---------- Passage shown ----------

Hi all,

I have split 12V down to 9V using a 10K and 30K resistor but the current is too high - I need to get it down to half an Amp.

Is it possible using passive components, is there a pre-made module that I can use?

Any recommendations, as usual, would be gratefully received.

Kevin

 

a 7809 regulator ?
Or a 12 Volt to 9 Volt Buck Inverter 3 terminal IC ?

 

To keep the voltage constant you really need a voltage regulator.

----------

- Written request 1 -
In the thread, which two resistor values were used to bring 12V down to 9V?
- Written request 2 -
Rewrite the part of the thread starting with "Is it possible" and going on through "terminal IC ?", putting "ready-made" in place of "pre-made".
The lines that come after this thread play no part here.

---------- Stored records ----------

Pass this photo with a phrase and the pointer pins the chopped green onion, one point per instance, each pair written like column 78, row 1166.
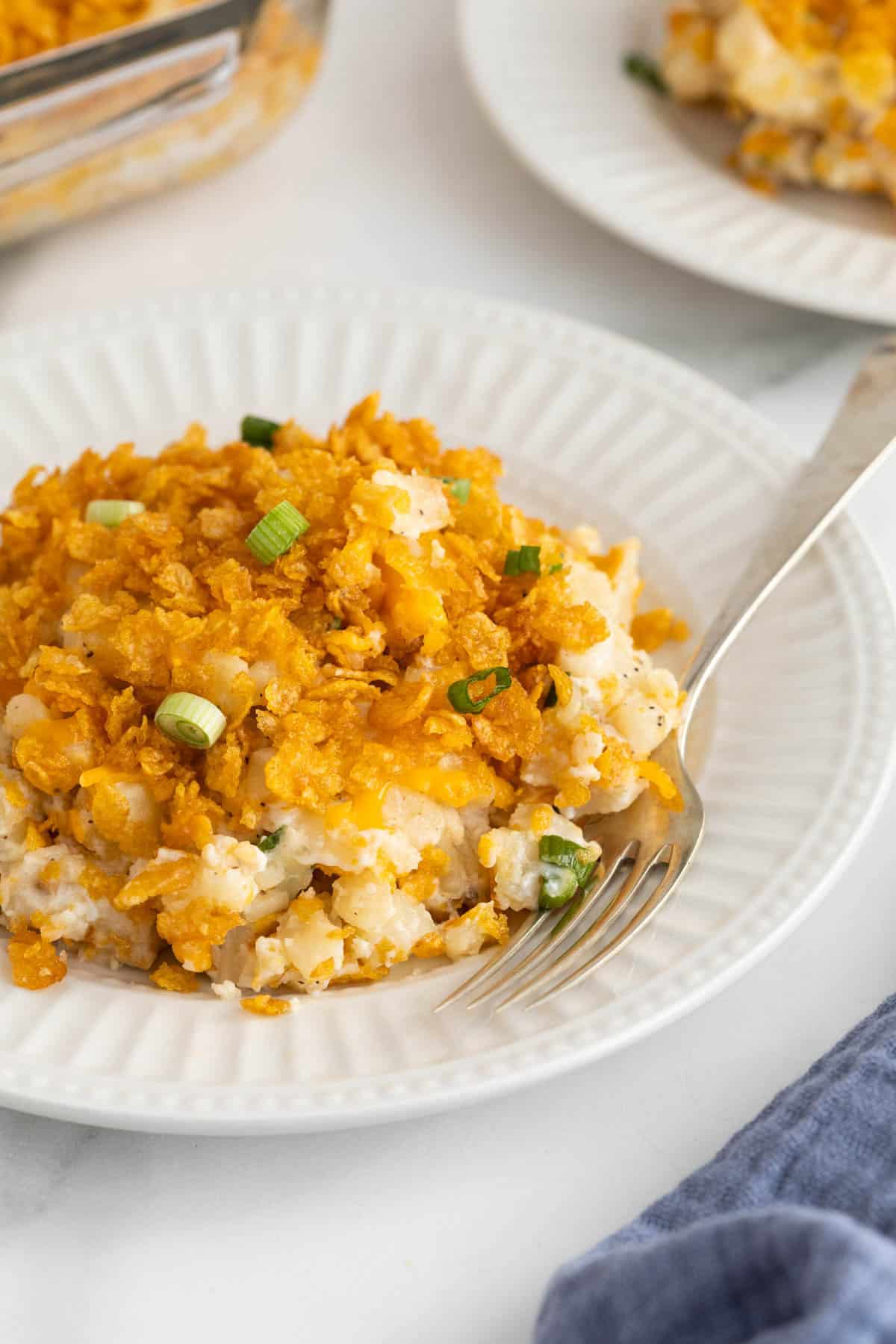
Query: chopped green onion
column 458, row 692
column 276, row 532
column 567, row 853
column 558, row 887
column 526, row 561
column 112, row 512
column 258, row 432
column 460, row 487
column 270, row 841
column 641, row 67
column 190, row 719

----------
---------- Stored records ----------

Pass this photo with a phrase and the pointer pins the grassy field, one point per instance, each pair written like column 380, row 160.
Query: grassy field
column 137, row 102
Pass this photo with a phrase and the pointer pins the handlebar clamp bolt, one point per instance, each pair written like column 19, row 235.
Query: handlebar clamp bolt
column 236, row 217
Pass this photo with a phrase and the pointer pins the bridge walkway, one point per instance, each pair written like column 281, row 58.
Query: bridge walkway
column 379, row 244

----------

- Finished answer 1 -
A 10K and a 30K resistor.

- Finished answer 2 -
Is it possible using passive components, is there a ready-made module that I can use?

Any recommendations, as usual, would be gratefully received.

Kevin

 

a 7809 regulator ?
Or a 12 Volt to 9 Volt Buck Inverter 3 terminal IC ?